**WHAT TO WORK ON:**
**a.** In the Supergirl blog post, which artist drew the Supergirl story in the Infinite Christmas special?
**b.** Duplicate the stretch of the Supergirl blog post from "I mean, I like" through "in the title." without altering a word.

Wed, Jan. 24th, 2007, 07:11 pm Supergirl: Now Safe For Female Consumption?
This week's DC Nation article is a plea on behalf of our my favourite Kryptonian.
Supergirl needs women!
As a gesture, it's heartening. At the very least, they have decided that I'm part of a demographic they *want* to court, and have given effort (and page space!) towards doing this!
We've finally got confirmation on the thought processes behind Power Boy's character design, and I can't say I don't approve. And the example sketch they give us, with Kara distracted in battle by the power of his butt... Okay, I'm amused!
(Perhaps his "costume window" is in the wrong place?)
On the other hand? There are valid reasons I'm not buying this book. It's great that the problems with the art were discussed, but they haven't actually been *fixed*. I am honestly glad they choose to make Kara's story less simple this time around. Execution-wise, however, it's been a disaster.
I'm not sorry to hear Ian Churchill is off the title, of course, but I'm not won over by Ale Garza, either. (He's the one who drew the Supergirl story in the Infinite Christmas special.) In his rendition, that costume is especially painful to my brain.
So thank you for the invitation, Mr. Beganza, but I'll have to politely decline.
I would love to buy a Supergirl title. Sadly, judging by what has come so far, it won't be this one.
I like his *style* more, but I hate that costume SO MUCH. Barry Kitson *almost* manages to draw it unoffensively, using a cunning combination of more fabric and carefully chosen camera angles. I couldn't look at Kara in the Holiday story, though. It kept making my eyes bleed.
And by "mimbo" I'm pretty sure they mean "fanservice for people who like their boys pretty". To be later transitioned into sexy, sexy danger, of course.
I mean, I like Supergirl, sometimes, in theory, when she is hanging out and being super-gay with Cassie, and when they play her up as kind of an Anya-like character, who just doesn't quite get it, this being-human-and-interacting thing. But something about this just seems...um. Condescending, I guess.
It's a step in the right direction, at least, as it reaches out to the female readership and acknowledges that readership as a significant one which ought to be considered, but...the tone just kind of rubs me the wrong way, a little.
but...the tone just kind of rubs me the wrong way, a little.
You're not wrong. It took me a couple minutes after reading it to decide how I felt about it. I eventually was swayed by the fact that it *is* a step in the right direction, and that they (at least) claim have considered what women might want in the title.

**DATA FOR REVIEW:**
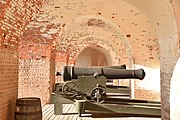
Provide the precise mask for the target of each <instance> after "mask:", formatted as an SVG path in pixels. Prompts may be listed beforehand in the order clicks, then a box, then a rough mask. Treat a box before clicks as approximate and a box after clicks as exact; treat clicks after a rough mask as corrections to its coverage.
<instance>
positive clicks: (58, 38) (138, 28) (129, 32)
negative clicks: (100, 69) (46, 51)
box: [20, 0, 159, 66]
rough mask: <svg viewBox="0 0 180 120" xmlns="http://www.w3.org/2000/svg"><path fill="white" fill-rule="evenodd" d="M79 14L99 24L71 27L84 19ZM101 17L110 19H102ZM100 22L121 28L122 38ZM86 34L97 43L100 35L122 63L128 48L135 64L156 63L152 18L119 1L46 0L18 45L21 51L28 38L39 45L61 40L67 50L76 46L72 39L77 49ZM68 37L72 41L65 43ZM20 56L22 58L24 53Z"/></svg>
mask: <svg viewBox="0 0 180 120" xmlns="http://www.w3.org/2000/svg"><path fill="white" fill-rule="evenodd" d="M82 16H84V18H86V19H91V21H92V20H93V19H94V21H92V22H96V23H90V24H99V26H97V25H96V26H93V27H92V25H89V27H86V28H83V29H82V27H81V23H78V24H79V26H78V25H76V26H75V27H76V28H73V29H72V30H71V29H70V28H72V26H73V25H74V24H76V23H77V21H78V20H79V21H81V22H83V20H82V19H83V18H82ZM104 19H106V20H107V21H109V22H107V21H106V20H105V21H104ZM98 20H99V21H98ZM101 22H104V23H101ZM87 24H88V23H87ZM102 24H109V27H111V28H112V29H114V27H113V26H116V28H117V29H116V32H119V31H120V33H121V36H123V37H120V36H118V35H117V34H116V33H115V32H112V31H113V30H110V29H109V30H106V29H105V28H103V26H101V25H102ZM68 27H69V28H68ZM67 29H69V31H68V32H69V35H68V36H66V38H63V39H62V35H63V34H64V33H66V30H67ZM77 34H78V35H79V36H77ZM82 34H83V35H82ZM87 36H88V37H90V36H91V38H93V39H94V43H98V41H99V39H97V38H101V40H102V41H103V42H104V43H107V44H108V45H109V46H111V49H113V50H114V51H115V52H116V53H117V55H118V56H117V55H115V56H114V57H115V58H117V57H119V56H120V61H121V62H124V61H127V60H126V59H127V55H126V52H128V51H129V52H130V53H132V56H131V57H133V58H135V60H136V61H134V62H135V63H136V64H142V63H143V65H151V63H153V64H154V65H155V66H156V65H158V64H159V46H158V37H157V33H156V31H155V29H154V27H153V25H152V21H150V20H149V19H148V18H147V17H146V15H145V14H144V13H143V12H141V11H139V10H138V9H137V8H135V7H134V6H132V5H131V4H129V3H127V2H124V1H122V0H115V1H113V2H112V1H110V0H107V1H106V2H104V1H103V0H98V1H95V0H94V1H92V0H86V1H85V0H76V1H75V0H63V1H60V0H52V1H49V2H48V3H45V4H44V5H43V7H42V8H41V9H40V10H39V11H38V13H37V14H33V19H32V21H31V22H30V23H29V25H28V26H27V27H26V28H25V31H24V35H23V36H22V38H21V39H22V40H21V42H20V44H21V45H22V46H21V47H20V48H21V51H23V49H22V48H24V46H23V44H25V43H26V44H27V42H26V40H27V39H28V40H29V41H31V42H33V43H34V42H36V43H37V42H38V43H39V44H42V46H44V45H50V44H51V45H52V46H53V45H55V44H56V43H60V46H61V50H62V51H64V52H67V51H66V50H67V49H66V50H65V49H63V47H65V48H66V47H67V46H68V47H69V48H74V47H76V46H74V45H75V44H73V42H74V43H76V44H78V45H79V47H76V48H75V49H76V52H77V51H78V50H79V48H82V46H83V45H82V44H81V43H82V39H84V37H87ZM63 37H64V36H63ZM76 37H78V38H77V39H78V40H75V39H76ZM80 38H81V40H80ZM68 39H69V40H71V42H70V41H69V42H68ZM125 39H126V40H125ZM76 41H77V42H76ZM78 41H79V42H78ZM80 41H81V42H80ZM124 41H126V42H128V43H129V45H130V46H127V45H125V44H124ZM122 42H123V43H122ZM63 45H64V46H63ZM30 46H31V44H30ZM42 46H41V47H42ZM52 46H51V47H52ZM112 46H113V47H112ZM124 48H125V49H124ZM113 50H111V51H113ZM79 51H80V50H79ZM111 51H109V52H111ZM137 51H138V52H137ZM144 51H146V52H144ZM144 56H145V58H144ZM22 57H25V56H23V52H22ZM121 57H122V58H121ZM142 58H143V59H142ZM151 66H152V65H151Z"/></svg>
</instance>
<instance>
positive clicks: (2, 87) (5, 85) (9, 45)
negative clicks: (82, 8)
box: [0, 0, 43, 120]
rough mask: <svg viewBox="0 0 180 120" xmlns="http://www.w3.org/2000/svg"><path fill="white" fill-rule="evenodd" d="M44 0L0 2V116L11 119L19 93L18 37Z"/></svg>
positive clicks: (2, 0)
mask: <svg viewBox="0 0 180 120" xmlns="http://www.w3.org/2000/svg"><path fill="white" fill-rule="evenodd" d="M42 3H43V1H41V0H39V1H36V0H34V1H33V0H32V1H28V0H27V1H22V0H2V1H1V2H0V86H1V87H0V101H1V102H0V119H1V120H13V115H14V107H15V101H16V99H17V94H18V52H17V49H18V46H19V41H20V39H19V37H20V36H21V35H22V33H23V30H24V29H25V27H26V26H27V24H28V23H29V21H30V20H31V18H32V15H33V13H34V12H36V11H37V10H38V9H39V8H40V7H41V5H42Z"/></svg>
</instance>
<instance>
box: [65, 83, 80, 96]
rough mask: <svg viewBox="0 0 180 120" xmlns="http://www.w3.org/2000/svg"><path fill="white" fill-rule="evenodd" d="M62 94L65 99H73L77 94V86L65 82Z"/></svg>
mask: <svg viewBox="0 0 180 120" xmlns="http://www.w3.org/2000/svg"><path fill="white" fill-rule="evenodd" d="M62 92H63V94H64V95H65V96H66V97H75V96H76V95H77V93H78V86H77V85H76V84H75V83H74V82H67V83H65V84H64V85H63V87H62Z"/></svg>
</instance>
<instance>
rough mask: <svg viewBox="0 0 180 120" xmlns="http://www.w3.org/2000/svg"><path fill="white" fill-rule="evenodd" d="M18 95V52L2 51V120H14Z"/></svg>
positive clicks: (3, 49)
mask: <svg viewBox="0 0 180 120" xmlns="http://www.w3.org/2000/svg"><path fill="white" fill-rule="evenodd" d="M17 94H18V55H17V52H14V51H9V50H6V49H0V100H1V102H0V119H1V120H13V117H14V111H15V101H16V99H17Z"/></svg>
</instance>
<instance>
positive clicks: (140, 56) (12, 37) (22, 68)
mask: <svg viewBox="0 0 180 120" xmlns="http://www.w3.org/2000/svg"><path fill="white" fill-rule="evenodd" d="M48 2H49V3H48ZM140 2H141V3H139V1H136V2H134V1H132V0H126V2H124V1H120V0H115V1H114V2H112V1H110V0H109V1H107V2H102V1H95V0H94V1H92V0H76V1H74V0H72V1H60V0H53V1H41V0H32V1H28V0H27V1H22V0H6V1H5V0H2V1H0V13H1V16H0V26H1V28H0V65H1V68H0V70H1V71H0V72H2V73H3V74H1V76H2V77H1V81H0V84H1V86H3V87H1V88H0V89H3V90H2V91H0V98H3V100H2V101H3V102H2V103H1V104H0V113H1V112H2V114H0V118H2V120H6V119H12V116H13V111H14V105H15V104H14V103H15V99H16V98H17V94H18V97H26V96H38V97H40V98H41V99H42V103H43V104H45V103H47V102H49V96H50V94H51V92H52V91H53V89H54V88H53V86H54V82H55V81H56V82H59V81H61V78H57V77H56V78H55V76H54V73H55V71H61V69H62V66H64V65H75V64H76V63H77V58H78V57H79V55H80V54H81V53H82V52H83V51H84V50H85V49H86V48H88V47H89V48H96V49H97V50H99V52H100V53H102V54H104V55H105V56H106V57H107V58H108V59H109V60H108V61H111V62H110V64H112V65H116V64H127V65H128V67H130V68H140V67H141V68H144V69H145V71H146V73H147V76H146V78H145V79H144V80H143V81H135V82H133V84H134V85H135V86H134V97H135V98H139V99H149V100H160V89H161V101H162V119H164V120H167V119H170V84H171V77H172V75H173V69H174V66H175V64H176V61H177V58H178V57H179V55H177V53H178V52H177V51H178V49H179V46H178V48H177V46H176V45H178V44H179V43H180V39H179V38H177V37H179V36H180V34H179V36H176V35H177V34H178V32H176V30H175V28H172V26H174V25H175V24H176V23H175V22H174V21H171V18H173V17H172V16H173V15H175V18H176V21H177V25H178V28H180V27H179V21H180V19H179V5H180V3H179V1H178V0H173V1H170V2H168V1H161V0H160V1H155V0H151V1H144V2H142V1H140ZM161 2H162V3H163V4H162V3H161ZM42 4H43V6H42ZM41 6H42V8H41ZM112 6H113V7H112ZM143 6H147V9H146V10H147V11H146V10H144V9H143ZM157 6H158V7H157ZM167 6H168V7H167ZM136 7H137V8H138V9H137V8H136ZM151 7H153V9H152V8H151ZM171 7H172V8H173V11H171V9H164V8H171ZM40 8H41V9H40ZM148 9H150V11H154V13H153V14H152V13H150V11H148ZM156 9H157V11H155V10H156ZM159 9H162V11H165V12H166V13H167V14H166V13H162V11H160V10H159ZM141 10H142V11H141ZM121 11H126V12H121ZM148 12H149V13H148ZM169 13H171V14H170V17H168V16H169ZM172 13H173V15H172ZM145 14H146V15H145ZM94 16H95V17H94ZM147 17H148V18H147ZM169 21H170V22H169ZM167 23H168V24H167ZM168 25H170V26H169V27H167V26H168ZM160 28H161V29H160ZM167 28H172V29H167ZM168 30H169V31H168ZM171 32H172V33H171ZM176 39H179V40H178V42H177V44H176ZM103 51H105V52H103ZM177 56H178V57H177ZM94 63H95V62H94ZM17 66H18V67H17ZM17 70H19V72H18V73H17ZM159 73H160V74H159ZM12 79H13V80H12ZM18 80H19V83H18V87H17V81H18ZM160 80H161V81H160ZM11 82H13V83H15V84H13V85H12V84H9V83H11ZM160 83H161V85H160ZM155 85H156V86H155ZM160 86H161V87H160ZM17 89H18V90H17ZM37 91H38V92H37ZM7 95H9V97H7ZM1 96H2V97H1ZM10 96H11V97H10ZM9 106H10V107H9ZM7 113H12V116H8V115H7ZM174 113H175V112H174ZM177 118H178V116H177Z"/></svg>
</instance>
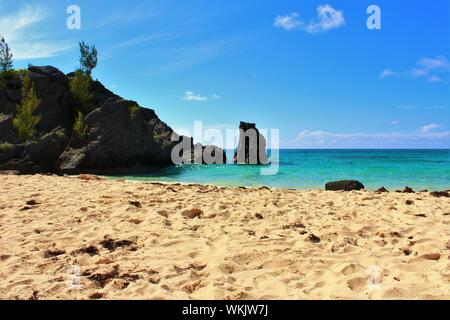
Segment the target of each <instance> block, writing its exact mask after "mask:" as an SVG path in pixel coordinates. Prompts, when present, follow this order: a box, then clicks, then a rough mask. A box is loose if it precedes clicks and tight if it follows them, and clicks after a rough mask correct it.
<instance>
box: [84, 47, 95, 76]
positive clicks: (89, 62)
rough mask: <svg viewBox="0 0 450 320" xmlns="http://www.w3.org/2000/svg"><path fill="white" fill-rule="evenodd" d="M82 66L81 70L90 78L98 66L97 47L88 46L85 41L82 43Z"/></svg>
mask: <svg viewBox="0 0 450 320" xmlns="http://www.w3.org/2000/svg"><path fill="white" fill-rule="evenodd" d="M80 65H81V69H82V70H83V71H84V72H85V73H86V74H88V75H89V76H90V75H91V74H92V70H93V69H94V68H95V67H96V66H97V49H96V48H95V46H92V47H90V46H88V45H87V44H86V43H84V41H81V42H80Z"/></svg>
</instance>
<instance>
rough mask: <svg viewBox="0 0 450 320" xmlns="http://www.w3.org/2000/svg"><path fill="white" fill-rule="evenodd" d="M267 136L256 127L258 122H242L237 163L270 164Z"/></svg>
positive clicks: (235, 154) (238, 149)
mask: <svg viewBox="0 0 450 320" xmlns="http://www.w3.org/2000/svg"><path fill="white" fill-rule="evenodd" d="M266 145H267V142H266V138H264V136H263V135H262V134H261V133H260V132H259V130H258V129H257V128H256V124H254V123H248V122H241V123H240V125H239V142H238V147H237V149H236V151H235V154H234V163H236V164H253V165H264V164H268V160H267V154H266Z"/></svg>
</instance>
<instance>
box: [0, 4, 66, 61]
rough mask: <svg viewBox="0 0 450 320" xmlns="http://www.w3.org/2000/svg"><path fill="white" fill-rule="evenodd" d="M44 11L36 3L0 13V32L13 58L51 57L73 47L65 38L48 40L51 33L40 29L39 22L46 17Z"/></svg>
mask: <svg viewBox="0 0 450 320" xmlns="http://www.w3.org/2000/svg"><path fill="white" fill-rule="evenodd" d="M46 12H48V10H44V9H43V8H42V7H41V6H38V5H34V6H31V5H24V6H22V7H21V8H20V9H19V10H18V11H17V12H15V13H11V14H6V15H0V34H1V35H2V36H3V37H4V38H5V39H6V41H7V42H8V44H9V45H10V47H11V50H12V52H13V55H14V56H13V58H14V59H15V60H27V59H39V58H48V57H53V56H56V55H59V54H61V53H63V52H65V51H67V50H69V49H71V48H72V47H73V45H72V44H71V43H70V42H69V41H66V40H49V39H51V38H52V37H51V35H50V34H48V33H46V32H42V31H41V29H40V25H41V23H42V22H44V21H45V20H46V19H47V18H48V16H47V14H46Z"/></svg>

**SOLVED TASKS:**
**a.** Ale Garza

**b.**
I mean, I like Supergirl, sometimes, in theory, when she is hanging out and being super-gay with Cassie, and when they play her up as kind of an Anya-like character, who just doesn't quite get it, this being-human-and-interacting thing. But something about this just seems...um. Condescending, I guess.
It's a step in the right direction, at least, as it reaches out to the female readership and acknowledges that readership as a significant one which ought to be considered, but...the tone just kind of rubs me the wrong way, a little.
but...the tone just kind of rubs me the wrong way, a little.
You're not wrong. It took me a couple minutes after reading it to decide how I felt about it. I eventually was swayed by the fact that it *is* a step in the right direction, and that they (at least) claim have considered what women might want in the title.